_READING PASSAGE_

# Salsa, chutney or sauce, cranberry, you choose



## LEFSElover (Nov 20, 2004)

*TEXAS CRANBERRY CHUTNEY

2 (8-oz) cans crushed pineapple
1 (16-oz) can whole cranberry sauce
1/4 C firmly packed brown sugar
1/2 t ground ginger (dried or fresh grated fine)
1/4 t salt
1 to 2 jalapeno peppers, seeded then minced
3 green onions, sliced on the diagonal

Put cans of pineapple in sauce pan and reduce the liquid until almost gone, not burning the pineapple though, so be careful and watch it.  When reduced, add next 4 ingredients and cook over medium heat to a boil. Reduce heat to low, and simmer, stirring often until thickened.
Remove from heat, and stir in jalapeno and green onions. Cover and chill until ready to serve.

Amaretto Cranberry Salsa
2 cups, sugar 
1/4 t salt 
1 cup water 
2 packages bagged cranberries 
1/3 cup, orange jam *or 1 T orange juice concentrate
1 lemon (juice only)

_EXCERPTED DATA_
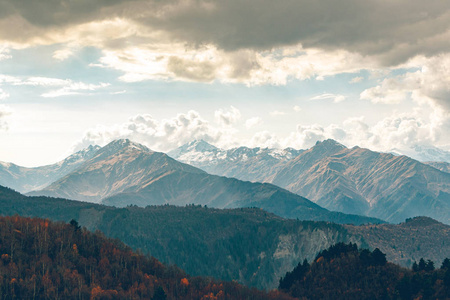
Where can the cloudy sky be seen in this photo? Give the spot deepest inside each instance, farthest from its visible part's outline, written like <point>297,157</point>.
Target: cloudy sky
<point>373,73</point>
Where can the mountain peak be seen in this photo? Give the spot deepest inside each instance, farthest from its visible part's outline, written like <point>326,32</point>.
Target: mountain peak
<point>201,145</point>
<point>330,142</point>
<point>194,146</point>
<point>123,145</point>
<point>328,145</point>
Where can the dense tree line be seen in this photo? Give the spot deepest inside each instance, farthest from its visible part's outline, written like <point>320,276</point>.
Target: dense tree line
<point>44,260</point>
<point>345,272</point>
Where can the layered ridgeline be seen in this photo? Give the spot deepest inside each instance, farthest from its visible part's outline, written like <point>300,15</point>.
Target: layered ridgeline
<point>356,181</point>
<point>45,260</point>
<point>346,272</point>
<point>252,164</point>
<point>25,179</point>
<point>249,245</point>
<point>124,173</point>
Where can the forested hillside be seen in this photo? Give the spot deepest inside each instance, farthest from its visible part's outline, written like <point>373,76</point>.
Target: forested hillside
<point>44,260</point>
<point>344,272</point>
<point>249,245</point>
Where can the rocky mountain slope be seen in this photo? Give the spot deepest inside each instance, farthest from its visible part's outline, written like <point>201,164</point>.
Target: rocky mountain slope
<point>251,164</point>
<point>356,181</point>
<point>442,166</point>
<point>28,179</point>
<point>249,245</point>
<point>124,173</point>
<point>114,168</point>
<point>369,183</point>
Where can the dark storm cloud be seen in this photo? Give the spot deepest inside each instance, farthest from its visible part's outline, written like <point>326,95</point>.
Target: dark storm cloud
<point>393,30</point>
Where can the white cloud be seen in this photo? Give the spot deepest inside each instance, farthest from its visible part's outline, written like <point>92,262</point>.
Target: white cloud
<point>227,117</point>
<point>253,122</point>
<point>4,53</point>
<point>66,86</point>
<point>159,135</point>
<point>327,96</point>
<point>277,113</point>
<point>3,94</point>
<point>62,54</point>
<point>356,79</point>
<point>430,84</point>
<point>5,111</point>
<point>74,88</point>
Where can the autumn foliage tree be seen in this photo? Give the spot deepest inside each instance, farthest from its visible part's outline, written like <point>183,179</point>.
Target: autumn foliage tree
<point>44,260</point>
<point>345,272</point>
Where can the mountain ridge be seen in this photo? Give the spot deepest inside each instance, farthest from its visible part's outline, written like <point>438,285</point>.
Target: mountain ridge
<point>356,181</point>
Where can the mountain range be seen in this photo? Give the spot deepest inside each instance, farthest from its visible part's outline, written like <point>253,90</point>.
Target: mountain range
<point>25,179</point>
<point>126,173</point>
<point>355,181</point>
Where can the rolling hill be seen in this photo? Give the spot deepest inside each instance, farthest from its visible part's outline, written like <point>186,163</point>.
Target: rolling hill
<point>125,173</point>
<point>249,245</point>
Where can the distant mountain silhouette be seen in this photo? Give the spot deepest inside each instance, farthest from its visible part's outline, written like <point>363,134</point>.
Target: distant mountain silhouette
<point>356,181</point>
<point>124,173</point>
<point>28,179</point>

...

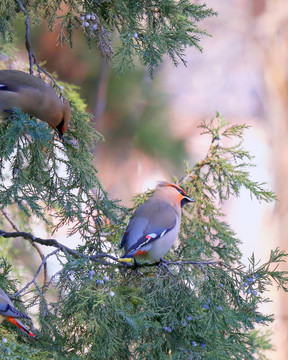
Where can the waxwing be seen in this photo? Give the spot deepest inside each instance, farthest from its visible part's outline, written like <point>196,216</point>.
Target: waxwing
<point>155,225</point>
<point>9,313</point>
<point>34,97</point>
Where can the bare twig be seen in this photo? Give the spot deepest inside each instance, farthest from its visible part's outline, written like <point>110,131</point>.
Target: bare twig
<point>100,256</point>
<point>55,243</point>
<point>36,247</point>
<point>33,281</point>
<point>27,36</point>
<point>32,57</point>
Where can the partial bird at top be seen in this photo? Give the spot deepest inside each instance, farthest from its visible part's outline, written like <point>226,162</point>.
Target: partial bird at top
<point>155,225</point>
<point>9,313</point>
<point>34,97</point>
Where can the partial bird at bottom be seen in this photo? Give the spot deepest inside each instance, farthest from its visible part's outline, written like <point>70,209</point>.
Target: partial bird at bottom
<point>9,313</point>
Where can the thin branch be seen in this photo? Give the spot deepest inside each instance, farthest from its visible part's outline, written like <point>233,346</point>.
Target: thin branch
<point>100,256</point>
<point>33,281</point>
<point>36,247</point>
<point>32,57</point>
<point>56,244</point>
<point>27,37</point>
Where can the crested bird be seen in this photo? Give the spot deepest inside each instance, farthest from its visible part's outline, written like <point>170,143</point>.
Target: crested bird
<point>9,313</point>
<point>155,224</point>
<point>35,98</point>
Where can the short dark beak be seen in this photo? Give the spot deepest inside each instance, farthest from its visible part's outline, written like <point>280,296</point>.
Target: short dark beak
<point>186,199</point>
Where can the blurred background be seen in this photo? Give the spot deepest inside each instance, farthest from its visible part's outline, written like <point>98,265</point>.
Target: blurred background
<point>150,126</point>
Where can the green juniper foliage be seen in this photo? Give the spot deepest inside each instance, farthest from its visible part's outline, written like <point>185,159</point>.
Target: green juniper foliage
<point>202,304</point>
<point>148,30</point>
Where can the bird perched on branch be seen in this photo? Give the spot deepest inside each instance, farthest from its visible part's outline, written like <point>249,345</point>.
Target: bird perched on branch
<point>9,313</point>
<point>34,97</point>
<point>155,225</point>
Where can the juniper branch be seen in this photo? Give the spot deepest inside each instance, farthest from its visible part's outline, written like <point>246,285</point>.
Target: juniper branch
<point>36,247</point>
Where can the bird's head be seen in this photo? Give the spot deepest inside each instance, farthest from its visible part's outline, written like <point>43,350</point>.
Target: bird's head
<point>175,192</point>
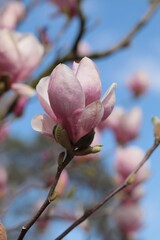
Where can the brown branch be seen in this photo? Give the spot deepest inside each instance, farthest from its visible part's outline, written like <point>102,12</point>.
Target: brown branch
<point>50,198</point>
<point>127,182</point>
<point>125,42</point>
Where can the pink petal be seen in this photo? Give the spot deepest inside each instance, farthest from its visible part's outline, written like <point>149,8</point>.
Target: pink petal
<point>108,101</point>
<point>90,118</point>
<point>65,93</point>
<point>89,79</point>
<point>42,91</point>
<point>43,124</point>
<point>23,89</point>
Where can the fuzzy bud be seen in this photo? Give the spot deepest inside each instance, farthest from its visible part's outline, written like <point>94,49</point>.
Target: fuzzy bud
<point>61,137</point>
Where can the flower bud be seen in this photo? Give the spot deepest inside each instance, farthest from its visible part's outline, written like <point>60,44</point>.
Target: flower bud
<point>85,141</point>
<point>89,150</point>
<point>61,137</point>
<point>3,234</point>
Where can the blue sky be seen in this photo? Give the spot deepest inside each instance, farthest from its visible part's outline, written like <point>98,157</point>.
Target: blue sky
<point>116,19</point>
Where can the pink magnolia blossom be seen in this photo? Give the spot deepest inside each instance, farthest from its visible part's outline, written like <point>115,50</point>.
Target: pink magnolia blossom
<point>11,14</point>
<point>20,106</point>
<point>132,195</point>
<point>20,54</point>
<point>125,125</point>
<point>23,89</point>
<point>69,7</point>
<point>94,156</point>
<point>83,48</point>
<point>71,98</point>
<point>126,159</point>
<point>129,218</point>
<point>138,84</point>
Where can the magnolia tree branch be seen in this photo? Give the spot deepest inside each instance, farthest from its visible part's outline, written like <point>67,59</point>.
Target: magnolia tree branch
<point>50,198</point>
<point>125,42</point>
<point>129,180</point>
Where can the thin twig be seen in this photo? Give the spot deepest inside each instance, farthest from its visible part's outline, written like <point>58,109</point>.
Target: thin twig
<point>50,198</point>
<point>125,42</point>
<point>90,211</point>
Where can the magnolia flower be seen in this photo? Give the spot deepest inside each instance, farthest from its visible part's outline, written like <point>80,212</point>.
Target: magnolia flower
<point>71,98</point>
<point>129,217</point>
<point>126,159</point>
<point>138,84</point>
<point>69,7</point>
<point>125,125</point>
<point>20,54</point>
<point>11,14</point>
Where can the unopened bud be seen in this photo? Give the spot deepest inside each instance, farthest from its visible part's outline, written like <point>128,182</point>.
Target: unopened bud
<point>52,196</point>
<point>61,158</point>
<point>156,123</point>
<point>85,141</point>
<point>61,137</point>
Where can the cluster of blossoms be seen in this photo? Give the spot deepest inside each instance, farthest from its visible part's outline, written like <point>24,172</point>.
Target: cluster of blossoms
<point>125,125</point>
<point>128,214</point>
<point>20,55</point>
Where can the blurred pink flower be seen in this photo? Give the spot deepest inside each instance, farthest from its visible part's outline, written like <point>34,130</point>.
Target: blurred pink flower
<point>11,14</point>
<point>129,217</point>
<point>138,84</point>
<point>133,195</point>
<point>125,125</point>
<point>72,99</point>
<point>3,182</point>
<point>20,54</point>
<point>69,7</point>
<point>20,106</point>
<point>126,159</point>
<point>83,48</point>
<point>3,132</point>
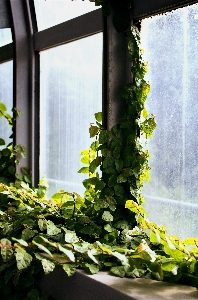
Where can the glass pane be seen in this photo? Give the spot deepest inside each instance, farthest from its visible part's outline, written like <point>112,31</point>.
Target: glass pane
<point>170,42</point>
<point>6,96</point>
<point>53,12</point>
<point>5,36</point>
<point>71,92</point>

_TASKS_
A – From the cranberry recipe post, list every ingredient in the Texas Cranberry Chutney recipe.
B – Continue the cranberry recipe post from its last line.

_RESULTS OF THE EXERCISE_
A – Crushed pineapple, whole cranberry sauce, brown sugar, ground ginger, salt, jalapeno peppers, green onions

B –
1/2 cup sliced (no skin) almonds
1/3 cup, Amaretto  

Sugar, salt and water to a boil in a saucepan. Simmer 5 minutes. Add cranberries and cook 5 minutes, until they start to pop. Remove pan from heat, then stir in the jam OR concentrate and lemon juice.  Stir.  When cool, add the almonds and Amaretto. A dollop of this on a turkey sandwich with lettuce and mayo is wonderful	*[/url]


----------



## middie (Nov 20, 2004)

oh yum on both recipes !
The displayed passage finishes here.